● What to produce
Render every line of the data below as a Markdown table with two columns, Row and Line, numbering the rows in order and skipping blank lines.

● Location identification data
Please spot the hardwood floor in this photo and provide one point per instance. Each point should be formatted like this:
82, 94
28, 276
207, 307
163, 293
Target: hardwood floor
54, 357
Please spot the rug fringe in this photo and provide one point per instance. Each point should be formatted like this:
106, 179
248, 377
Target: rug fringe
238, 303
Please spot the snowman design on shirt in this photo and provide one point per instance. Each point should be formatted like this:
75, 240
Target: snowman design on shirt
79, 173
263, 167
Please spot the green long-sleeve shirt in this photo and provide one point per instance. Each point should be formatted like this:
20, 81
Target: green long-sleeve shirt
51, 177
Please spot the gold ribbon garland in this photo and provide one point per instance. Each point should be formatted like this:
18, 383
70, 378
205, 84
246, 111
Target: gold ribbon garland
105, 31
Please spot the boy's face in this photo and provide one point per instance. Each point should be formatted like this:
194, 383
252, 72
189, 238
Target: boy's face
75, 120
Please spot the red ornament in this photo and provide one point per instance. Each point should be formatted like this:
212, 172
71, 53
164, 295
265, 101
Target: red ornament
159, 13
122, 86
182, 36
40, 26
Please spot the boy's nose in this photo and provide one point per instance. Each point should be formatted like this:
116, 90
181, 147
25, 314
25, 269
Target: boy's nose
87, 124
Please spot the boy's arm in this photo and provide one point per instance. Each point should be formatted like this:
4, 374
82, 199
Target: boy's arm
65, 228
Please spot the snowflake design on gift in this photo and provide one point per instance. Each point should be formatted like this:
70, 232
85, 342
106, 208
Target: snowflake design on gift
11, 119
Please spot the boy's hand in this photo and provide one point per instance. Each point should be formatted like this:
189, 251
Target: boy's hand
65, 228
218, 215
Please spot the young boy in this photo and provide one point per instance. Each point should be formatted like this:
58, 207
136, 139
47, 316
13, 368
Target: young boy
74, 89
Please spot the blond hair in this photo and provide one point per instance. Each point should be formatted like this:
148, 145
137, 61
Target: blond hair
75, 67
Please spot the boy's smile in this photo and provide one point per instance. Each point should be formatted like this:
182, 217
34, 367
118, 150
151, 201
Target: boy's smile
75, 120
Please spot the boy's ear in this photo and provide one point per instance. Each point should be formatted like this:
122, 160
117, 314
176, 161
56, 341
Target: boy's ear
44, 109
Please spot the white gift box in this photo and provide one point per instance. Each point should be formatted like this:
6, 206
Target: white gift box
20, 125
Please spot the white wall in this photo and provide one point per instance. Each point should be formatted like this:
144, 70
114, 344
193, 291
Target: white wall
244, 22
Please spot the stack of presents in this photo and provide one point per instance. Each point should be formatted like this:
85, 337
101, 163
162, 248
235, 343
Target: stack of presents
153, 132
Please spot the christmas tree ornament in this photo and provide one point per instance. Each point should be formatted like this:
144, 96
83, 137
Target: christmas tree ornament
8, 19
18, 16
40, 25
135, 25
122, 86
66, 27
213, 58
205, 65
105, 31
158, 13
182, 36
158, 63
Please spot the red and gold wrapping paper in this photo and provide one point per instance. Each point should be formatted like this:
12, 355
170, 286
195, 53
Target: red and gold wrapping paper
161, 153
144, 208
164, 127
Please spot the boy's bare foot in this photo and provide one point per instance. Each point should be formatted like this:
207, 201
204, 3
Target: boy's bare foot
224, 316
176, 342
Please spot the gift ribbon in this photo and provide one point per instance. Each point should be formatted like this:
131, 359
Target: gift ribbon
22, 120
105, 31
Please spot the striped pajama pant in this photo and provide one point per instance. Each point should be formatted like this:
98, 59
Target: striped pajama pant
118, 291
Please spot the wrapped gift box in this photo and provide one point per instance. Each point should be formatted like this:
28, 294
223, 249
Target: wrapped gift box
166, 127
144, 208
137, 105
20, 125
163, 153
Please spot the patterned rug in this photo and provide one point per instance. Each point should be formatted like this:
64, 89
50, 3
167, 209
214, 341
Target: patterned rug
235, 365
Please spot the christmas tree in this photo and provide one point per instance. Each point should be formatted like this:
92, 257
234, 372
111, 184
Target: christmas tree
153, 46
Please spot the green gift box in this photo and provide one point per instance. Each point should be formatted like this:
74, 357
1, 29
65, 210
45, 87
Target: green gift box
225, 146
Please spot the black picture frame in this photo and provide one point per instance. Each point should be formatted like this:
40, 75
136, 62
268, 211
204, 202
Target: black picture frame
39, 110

● Result of this exercise
| Row | Line |
|---|---|
| 1 | Please spot the hardwood floor in this photo and provide one point per instance. Each point should be formatted like this: |
| 2 | 82, 94 |
| 3 | 28, 276 |
| 4 | 207, 307 |
| 5 | 163, 293 |
| 6 | Target: hardwood floor |
| 7 | 54, 357 |
| 8 | Please spot the rug fringe in this photo and provide one point per instance. Each point should be formatted like this: |
| 9 | 106, 179 |
| 10 | 248, 377 |
| 11 | Target: rug fringe |
| 12 | 238, 303 |
| 13 | Please spot the snowman design on shirt in this photo and provide one point per instance. Each point should be formatted like this: |
| 14 | 75, 240 |
| 15 | Target: snowman design on shirt |
| 16 | 79, 173 |
| 17 | 263, 167 |
| 18 | Please spot the green long-sleeve shirt in this photo and provide one point per instance. Each point should be formatted like this: |
| 19 | 20, 81 |
| 20 | Target: green long-sleeve shirt |
| 21 | 51, 177 |
| 22 | Please spot the gold ribbon garland in this photo and provide one point per instance. Each point should be formatted like this: |
| 23 | 18, 383 |
| 24 | 70, 378 |
| 25 | 205, 84 |
| 26 | 246, 111 |
| 27 | Target: gold ribbon garland |
| 28 | 105, 31 |
| 29 | Please spot the boy's face in this photo and provide one point per instance. Each point should be formatted like this: |
| 30 | 194, 383 |
| 31 | 252, 72 |
| 32 | 189, 238 |
| 33 | Target: boy's face |
| 34 | 75, 120 |
| 35 | Please spot the red ornament in this photo and provide one point per instance. Each point should be formatted like this: |
| 36 | 212, 172 |
| 37 | 71, 53 |
| 38 | 164, 295 |
| 39 | 265, 101 |
| 40 | Target: red ornament |
| 41 | 159, 13 |
| 42 | 122, 86 |
| 43 | 182, 36 |
| 44 | 40, 26 |
| 45 | Please spot the boy's nose in this photo and provide one point per instance. Each point should be formatted like this: |
| 46 | 116, 90 |
| 47 | 181, 147 |
| 48 | 25, 314 |
| 49 | 25, 269 |
| 50 | Target: boy's nose |
| 51 | 87, 124 |
| 52 | Please spot the boy's arm in this photo and provide one point per instance. Each point should be formatted like this: |
| 53 | 4, 374 |
| 54 | 82, 199 |
| 55 | Target: boy's arm |
| 56 | 65, 228 |
| 57 | Please spot the snowflake design on gift in this photo and provide one point per instance. Each point should be formatted like this: |
| 58 | 70, 232 |
| 59 | 85, 342 |
| 60 | 106, 208 |
| 61 | Target: snowflake design on gift |
| 62 | 11, 119 |
| 63 | Please spot the boy's hand in this photo and provide one point per instance. Each point should be formatted like this: |
| 64 | 189, 251 |
| 65 | Target: boy's hand |
| 66 | 65, 228 |
| 67 | 218, 215 |
| 68 | Please spot the young boy in this photo and provide one point per instance. Each point should be formatted like this: |
| 69 | 58, 207 |
| 70 | 136, 139 |
| 71 | 47, 316 |
| 72 | 13, 368 |
| 73 | Target: young boy |
| 74 | 74, 89 |
| 75 | Please spot the blond hair in this photo and provide one point per instance. Each point should be formatted like this: |
| 76 | 148, 145 |
| 77 | 137, 61 |
| 78 | Target: blond hair |
| 79 | 75, 67 |
| 80 | Please spot the boy's smile in this photo and provide one point per instance. Each point should be formatted like this: |
| 81 | 182, 217 |
| 82 | 34, 367 |
| 83 | 118, 150 |
| 84 | 151, 201 |
| 85 | Target: boy's smile |
| 86 | 75, 120 |
| 87 | Please spot the boy's ear in this photo and provide one point per instance. Each point should be formatted like this: |
| 88 | 122, 160 |
| 89 | 117, 314 |
| 90 | 176, 161 |
| 91 | 56, 341 |
| 92 | Target: boy's ear |
| 93 | 44, 109 |
| 94 | Please spot the white gift box in this photo and provide one point per instance. Each point should be formatted like this: |
| 95 | 6, 206 |
| 96 | Target: white gift box |
| 97 | 20, 125 |
| 98 | Please spot the white wall in this photo and provide one point per instance. Each point should be formatted like this: |
| 99 | 144, 70 |
| 100 | 114, 344 |
| 101 | 193, 291 |
| 102 | Target: white wall |
| 103 | 244, 22 |
| 104 | Please spot the stack of presents in this photo and provide one point per instance. Each point should be formatted like this: |
| 105 | 85, 337 |
| 106 | 101, 163 |
| 107 | 162, 248 |
| 108 | 235, 343 |
| 109 | Target: stack of presents |
| 110 | 153, 132 |
| 111 | Please spot the christmas tree ornament in this photo and provide one point per instance. Each point should be formatted like this: |
| 112 | 144, 96 |
| 113 | 83, 137 |
| 114 | Target: christmas tree ornament |
| 115 | 8, 19 |
| 116 | 18, 16 |
| 117 | 40, 25 |
| 118 | 135, 25 |
| 119 | 122, 86 |
| 120 | 66, 27 |
| 121 | 213, 58 |
| 122 | 205, 65 |
| 123 | 105, 31 |
| 124 | 158, 13 |
| 125 | 182, 36 |
| 126 | 158, 63 |
| 127 | Please spot the red and gold wrapping paper in this photo and provide one point per instance. Each point should be formatted like this: |
| 128 | 12, 355 |
| 129 | 170, 286 |
| 130 | 195, 53 |
| 131 | Target: red and gold wrapping paper |
| 132 | 161, 153 |
| 133 | 144, 208 |
| 134 | 164, 127 |
| 135 | Please spot the boy's bare foot in this photo and provide one point per instance. Each point should be formatted like this: |
| 136 | 207, 201 |
| 137 | 204, 3 |
| 138 | Target: boy's bare foot |
| 139 | 224, 316 |
| 140 | 176, 342 |
| 141 | Please spot the gift ribbon in this photo and provide one point per instance. Each point should be formatted like this: |
| 142 | 131, 359 |
| 143 | Target: gift ribbon |
| 144 | 22, 120 |
| 145 | 105, 31 |
| 146 | Please spot the striped pajama pant in this photo and provide one point per instance. Each point should be formatted like this: |
| 147 | 98, 59 |
| 148 | Target: striped pajama pant |
| 149 | 118, 291 |
| 150 | Please spot the wrapped gift box in this photo and provide one point per instance. Each point should be formatted like this: |
| 151 | 28, 294 |
| 152 | 223, 249 |
| 153 | Target: wrapped gift box |
| 154 | 166, 127 |
| 155 | 144, 208 |
| 156 | 137, 105 |
| 157 | 20, 125 |
| 158 | 163, 153 |
| 159 | Please spot the patterned rug in this photo and provide one point per instance. Each point should be formatted like this: |
| 160 | 64, 89 |
| 161 | 50, 3 |
| 162 | 167, 209 |
| 163 | 214, 341 |
| 164 | Target: patterned rug |
| 165 | 235, 365 |
| 166 | Please spot the christmas tree in this photo and provide one point per instance. Each point should be formatted like this: |
| 167 | 92, 257 |
| 168 | 234, 372 |
| 169 | 111, 184 |
| 170 | Target: christmas tree |
| 171 | 153, 46 |
| 172 | Please spot the green gift box in this photo and provide one point per instance. Each point should be formatted like this: |
| 173 | 74, 357 |
| 174 | 1, 29 |
| 175 | 65, 210 |
| 176 | 45, 87 |
| 177 | Target: green gift box |
| 178 | 225, 146 |
| 179 | Please spot the black picture frame in this photo and provide one point per instance. Each point should be formatted like this: |
| 180 | 40, 75 |
| 181 | 136, 62 |
| 182 | 268, 211 |
| 183 | 204, 202 |
| 184 | Target: black picture frame |
| 185 | 39, 110 |